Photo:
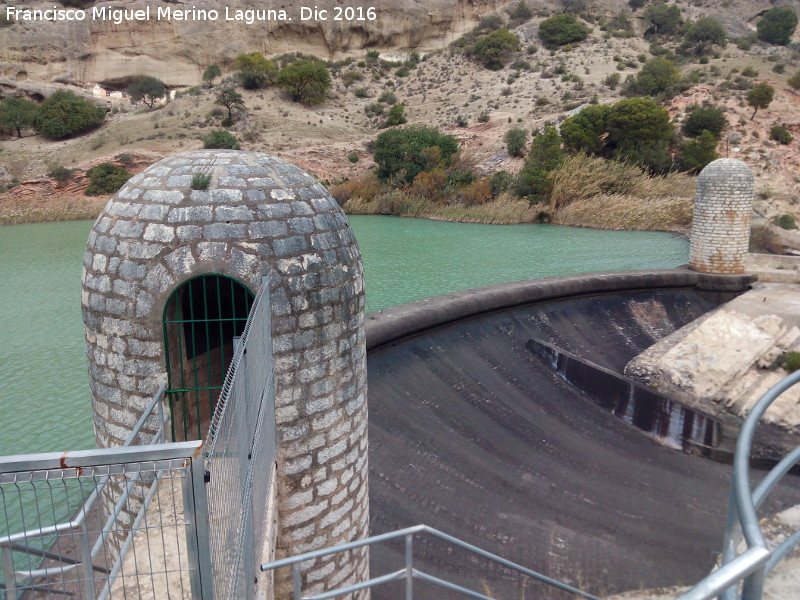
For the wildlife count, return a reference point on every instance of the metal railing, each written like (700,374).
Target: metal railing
(751,566)
(16,485)
(109,566)
(206,528)
(408,574)
(240,457)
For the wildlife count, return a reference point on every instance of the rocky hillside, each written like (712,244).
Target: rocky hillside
(447,89)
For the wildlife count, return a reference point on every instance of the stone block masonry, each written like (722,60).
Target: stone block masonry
(260,216)
(721,223)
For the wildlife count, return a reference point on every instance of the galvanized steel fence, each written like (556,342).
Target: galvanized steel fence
(751,567)
(408,574)
(240,455)
(161,520)
(114,548)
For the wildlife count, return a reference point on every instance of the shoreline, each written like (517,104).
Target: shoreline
(21,211)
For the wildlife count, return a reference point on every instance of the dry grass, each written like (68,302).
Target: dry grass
(40,210)
(616,211)
(606,194)
(506,210)
(582,177)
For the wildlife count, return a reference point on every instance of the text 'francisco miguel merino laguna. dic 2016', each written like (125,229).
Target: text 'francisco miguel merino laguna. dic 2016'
(168,13)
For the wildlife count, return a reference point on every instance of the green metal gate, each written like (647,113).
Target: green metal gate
(201,318)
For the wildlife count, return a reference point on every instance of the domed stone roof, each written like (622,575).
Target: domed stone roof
(259,216)
(157,229)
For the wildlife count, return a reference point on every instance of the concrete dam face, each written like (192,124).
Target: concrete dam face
(473,434)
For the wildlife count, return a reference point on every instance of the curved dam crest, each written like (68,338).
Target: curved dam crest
(473,434)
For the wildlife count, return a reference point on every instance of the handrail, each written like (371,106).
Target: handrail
(42,461)
(409,572)
(752,566)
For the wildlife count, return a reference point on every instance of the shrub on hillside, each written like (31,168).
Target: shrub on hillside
(307,81)
(494,49)
(105,178)
(255,70)
(400,152)
(786,222)
(563,29)
(211,73)
(586,130)
(17,114)
(780,134)
(534,180)
(147,90)
(705,33)
(64,114)
(395,116)
(220,138)
(763,240)
(664,19)
(638,119)
(700,151)
(657,76)
(777,26)
(61,174)
(515,139)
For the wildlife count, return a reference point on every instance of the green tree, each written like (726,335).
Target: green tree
(515,139)
(780,134)
(211,73)
(794,81)
(521,12)
(638,119)
(146,89)
(494,49)
(584,132)
(664,19)
(17,114)
(652,155)
(232,101)
(220,138)
(395,116)
(705,118)
(534,181)
(255,70)
(401,152)
(307,81)
(575,6)
(64,114)
(705,33)
(105,178)
(760,96)
(777,26)
(560,30)
(700,151)
(657,76)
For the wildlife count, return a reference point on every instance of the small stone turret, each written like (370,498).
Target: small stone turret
(721,225)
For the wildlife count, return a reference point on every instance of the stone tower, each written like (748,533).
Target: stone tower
(157,249)
(721,225)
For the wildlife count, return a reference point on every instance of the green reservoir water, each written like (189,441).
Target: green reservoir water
(44,397)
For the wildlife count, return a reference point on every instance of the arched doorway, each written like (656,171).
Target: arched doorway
(201,318)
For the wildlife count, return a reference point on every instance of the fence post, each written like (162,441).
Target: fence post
(195,502)
(86,562)
(8,571)
(410,566)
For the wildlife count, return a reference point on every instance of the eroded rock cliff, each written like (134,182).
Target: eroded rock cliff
(176,52)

Goal of the exercise => Starting at the first line of the records above, set down each line exactly through the one that holds "written like (622,575).". Omit pictures.

Answer box =>
Photo:
For the wildlife count, return a reference point on every instance of the metal railing, each written like (700,374).
Target: metal railing
(751,566)
(16,485)
(109,566)
(206,528)
(408,574)
(240,457)
For the wildlife count, return a reference point on every instance of the rocky hillside, each written like (712,244).
Target: rocky hillside
(447,89)
For the wildlife count, return a reference point on every instance of the stone block masonry, each written like (722,60).
Target: stone block masonry
(260,216)
(721,223)
For the wildlife count, return a reference point on every instance of the galvanized steel fence, each written like (556,342).
Target: galvanized steel fence
(751,567)
(408,574)
(240,455)
(161,520)
(114,548)
For the wildlife count, return a reference point on every instance of the shoreline, each written like (517,104).
Target: shoreline
(21,211)
For the wildlife count, return a reference point on every instance of the dry grass, each written like (68,302).
Target: dry grass
(40,210)
(616,211)
(606,194)
(506,210)
(582,177)
For the wildlife count, return a reference point on every instance of the text 'francisco miguel merino laguna. dic 2016', each written like (125,229).
Target: text 'francisco miguel merino laguna. dic 2016'
(168,13)
For the wildlife count, return a reference point on every instance of the green metal gate, each written like (647,113).
Target: green metal gate
(201,318)
For the wildlife count, return a reference point on every instance of the domed stone roof, each written like (622,575).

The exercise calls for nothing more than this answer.